PASSAGE SHOWN:
-------------------------

September 17, 2018 - Reading Time: 3 minutes

In part one, we talked about the 5 principles of design. In part two, we will delve deeper into how you can go from someone who knows how to use Photoshop to a full-fledged designer.

Being a good designer goes beyond one’s mastery of Photoshop. It is about creating works that don’t just look nice but function as they should. Here is the essential beginner’s guide to thinking like a designer and creating effective designs for marketing.

1. Form always follows function

Michael Beitz’s “avoid conversation” dining table

The first thing you need to know is that your designs should always fit the purpose of whatever it is you’re designing. If you’re designing a cup, you need to remember that at the end of the day, it has to function effectively as something you can drink from. Giving it an uneven base, for example, is not practical and is just bad design no matter how aesthetically pleasing.

This rule of thumb applies to all kinds of design including marketing. A brochure has to be portable, an event poster has to be attractive and they both have to be legible. A pragmatic design doesn’t necessarily mean it has to be boring – a good designer is one who knows how to balance aesthetics and practicality.

-------------------------

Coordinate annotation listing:
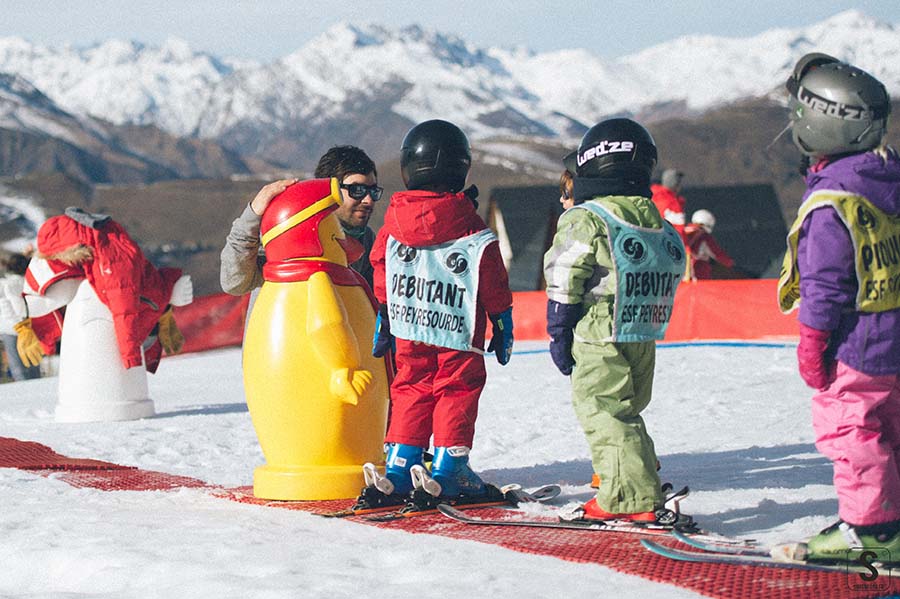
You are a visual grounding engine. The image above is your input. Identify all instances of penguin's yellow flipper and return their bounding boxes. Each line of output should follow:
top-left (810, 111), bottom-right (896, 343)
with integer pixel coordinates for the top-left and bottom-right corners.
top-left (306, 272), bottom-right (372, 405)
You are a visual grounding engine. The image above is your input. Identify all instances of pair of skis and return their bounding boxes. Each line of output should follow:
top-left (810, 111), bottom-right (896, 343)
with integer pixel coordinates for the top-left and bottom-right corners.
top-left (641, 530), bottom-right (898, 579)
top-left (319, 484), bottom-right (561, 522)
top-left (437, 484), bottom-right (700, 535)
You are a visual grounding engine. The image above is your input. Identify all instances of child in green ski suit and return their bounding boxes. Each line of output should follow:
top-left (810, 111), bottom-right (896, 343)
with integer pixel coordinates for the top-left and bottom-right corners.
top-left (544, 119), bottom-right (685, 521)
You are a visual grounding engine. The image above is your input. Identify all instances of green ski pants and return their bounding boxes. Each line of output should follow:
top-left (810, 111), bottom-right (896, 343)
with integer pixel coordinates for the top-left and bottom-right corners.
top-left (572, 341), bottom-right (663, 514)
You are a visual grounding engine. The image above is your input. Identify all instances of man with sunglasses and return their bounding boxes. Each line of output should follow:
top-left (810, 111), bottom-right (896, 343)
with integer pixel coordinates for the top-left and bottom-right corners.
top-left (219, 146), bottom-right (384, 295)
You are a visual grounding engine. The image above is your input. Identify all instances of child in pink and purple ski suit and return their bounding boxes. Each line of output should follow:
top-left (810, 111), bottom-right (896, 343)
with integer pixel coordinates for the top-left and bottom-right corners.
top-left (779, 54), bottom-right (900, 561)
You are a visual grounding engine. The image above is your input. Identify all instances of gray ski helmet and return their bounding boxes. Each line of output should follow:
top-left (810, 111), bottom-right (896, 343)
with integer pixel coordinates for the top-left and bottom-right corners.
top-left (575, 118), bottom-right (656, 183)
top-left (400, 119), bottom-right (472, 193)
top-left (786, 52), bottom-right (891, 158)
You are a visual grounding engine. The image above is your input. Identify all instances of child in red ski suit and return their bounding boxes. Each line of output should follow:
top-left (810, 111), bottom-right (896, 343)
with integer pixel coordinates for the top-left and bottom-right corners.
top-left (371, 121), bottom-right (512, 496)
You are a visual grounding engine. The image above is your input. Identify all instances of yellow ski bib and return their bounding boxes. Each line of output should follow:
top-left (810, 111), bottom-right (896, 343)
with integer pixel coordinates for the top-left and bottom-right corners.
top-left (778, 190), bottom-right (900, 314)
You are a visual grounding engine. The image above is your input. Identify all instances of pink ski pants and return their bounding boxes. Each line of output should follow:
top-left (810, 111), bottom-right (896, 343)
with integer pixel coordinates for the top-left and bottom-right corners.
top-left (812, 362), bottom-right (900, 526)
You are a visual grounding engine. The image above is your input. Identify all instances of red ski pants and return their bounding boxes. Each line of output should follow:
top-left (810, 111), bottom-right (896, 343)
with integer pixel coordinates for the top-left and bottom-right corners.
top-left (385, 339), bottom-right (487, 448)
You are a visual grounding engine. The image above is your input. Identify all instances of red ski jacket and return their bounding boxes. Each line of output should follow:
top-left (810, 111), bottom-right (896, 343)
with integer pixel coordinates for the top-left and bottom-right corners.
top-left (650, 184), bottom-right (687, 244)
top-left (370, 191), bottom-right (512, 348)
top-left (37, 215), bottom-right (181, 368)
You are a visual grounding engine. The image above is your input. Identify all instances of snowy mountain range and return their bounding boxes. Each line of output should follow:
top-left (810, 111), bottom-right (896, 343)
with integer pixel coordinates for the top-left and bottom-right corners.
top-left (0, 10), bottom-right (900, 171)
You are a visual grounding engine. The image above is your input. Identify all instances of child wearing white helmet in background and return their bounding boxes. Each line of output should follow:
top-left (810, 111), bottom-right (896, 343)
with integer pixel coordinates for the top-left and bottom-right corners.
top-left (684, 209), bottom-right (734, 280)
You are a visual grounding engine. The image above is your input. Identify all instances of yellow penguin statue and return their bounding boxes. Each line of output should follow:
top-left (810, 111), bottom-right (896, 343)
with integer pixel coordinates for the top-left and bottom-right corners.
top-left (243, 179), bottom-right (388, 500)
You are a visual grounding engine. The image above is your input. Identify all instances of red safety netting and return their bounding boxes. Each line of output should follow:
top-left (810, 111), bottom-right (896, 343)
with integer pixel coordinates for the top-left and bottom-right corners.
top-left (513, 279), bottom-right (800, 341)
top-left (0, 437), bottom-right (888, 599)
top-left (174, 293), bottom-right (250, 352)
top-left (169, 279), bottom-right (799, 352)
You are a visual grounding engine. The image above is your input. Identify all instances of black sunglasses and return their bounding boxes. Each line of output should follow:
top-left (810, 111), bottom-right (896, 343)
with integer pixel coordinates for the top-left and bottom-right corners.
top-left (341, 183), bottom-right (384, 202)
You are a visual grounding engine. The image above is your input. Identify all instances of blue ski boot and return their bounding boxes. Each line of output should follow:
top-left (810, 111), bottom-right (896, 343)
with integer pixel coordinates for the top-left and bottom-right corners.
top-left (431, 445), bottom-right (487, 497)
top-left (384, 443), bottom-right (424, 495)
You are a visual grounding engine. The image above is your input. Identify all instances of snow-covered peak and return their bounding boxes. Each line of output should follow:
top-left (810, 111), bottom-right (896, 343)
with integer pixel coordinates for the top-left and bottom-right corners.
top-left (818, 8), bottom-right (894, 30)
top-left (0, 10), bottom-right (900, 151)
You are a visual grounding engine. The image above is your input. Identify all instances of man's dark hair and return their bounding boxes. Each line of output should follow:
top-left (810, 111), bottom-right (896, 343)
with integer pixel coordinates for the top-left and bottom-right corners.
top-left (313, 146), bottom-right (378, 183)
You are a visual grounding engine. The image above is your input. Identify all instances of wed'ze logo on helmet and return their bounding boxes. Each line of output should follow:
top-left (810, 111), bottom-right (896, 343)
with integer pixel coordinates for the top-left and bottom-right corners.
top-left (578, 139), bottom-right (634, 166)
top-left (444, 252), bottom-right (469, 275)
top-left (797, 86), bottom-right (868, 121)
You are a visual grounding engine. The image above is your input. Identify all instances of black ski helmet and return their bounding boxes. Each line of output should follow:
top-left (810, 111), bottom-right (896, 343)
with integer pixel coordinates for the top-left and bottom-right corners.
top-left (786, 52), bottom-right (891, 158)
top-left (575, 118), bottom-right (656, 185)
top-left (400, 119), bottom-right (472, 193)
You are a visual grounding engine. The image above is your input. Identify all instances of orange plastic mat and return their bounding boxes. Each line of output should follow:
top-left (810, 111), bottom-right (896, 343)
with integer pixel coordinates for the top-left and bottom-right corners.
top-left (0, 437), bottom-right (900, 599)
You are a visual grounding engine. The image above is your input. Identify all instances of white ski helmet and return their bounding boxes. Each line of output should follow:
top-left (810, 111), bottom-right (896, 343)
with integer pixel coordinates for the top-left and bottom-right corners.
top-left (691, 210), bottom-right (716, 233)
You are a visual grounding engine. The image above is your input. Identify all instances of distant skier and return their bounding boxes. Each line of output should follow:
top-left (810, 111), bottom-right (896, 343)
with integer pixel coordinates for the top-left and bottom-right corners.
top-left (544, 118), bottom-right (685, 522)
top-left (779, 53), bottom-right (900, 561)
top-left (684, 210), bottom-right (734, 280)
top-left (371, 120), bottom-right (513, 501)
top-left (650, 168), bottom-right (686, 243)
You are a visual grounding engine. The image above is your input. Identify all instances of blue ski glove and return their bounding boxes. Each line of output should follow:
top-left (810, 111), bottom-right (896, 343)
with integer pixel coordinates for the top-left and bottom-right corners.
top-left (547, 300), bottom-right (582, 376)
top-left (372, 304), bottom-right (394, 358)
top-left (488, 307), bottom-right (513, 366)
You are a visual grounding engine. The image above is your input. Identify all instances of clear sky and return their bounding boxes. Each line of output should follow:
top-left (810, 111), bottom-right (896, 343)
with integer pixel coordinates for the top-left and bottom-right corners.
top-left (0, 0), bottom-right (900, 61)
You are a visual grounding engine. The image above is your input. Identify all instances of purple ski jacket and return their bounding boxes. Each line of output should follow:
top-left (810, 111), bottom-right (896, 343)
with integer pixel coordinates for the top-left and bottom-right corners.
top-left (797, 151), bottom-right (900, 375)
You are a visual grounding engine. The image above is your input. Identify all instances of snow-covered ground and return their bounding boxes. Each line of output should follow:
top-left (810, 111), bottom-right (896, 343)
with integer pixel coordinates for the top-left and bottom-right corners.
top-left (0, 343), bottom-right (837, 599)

-------------------------

BRIEF: According to the beginner's design guide, what two things does a good designer know how to balance?

CORRECT RESPONSE: Aesthetics and practicality.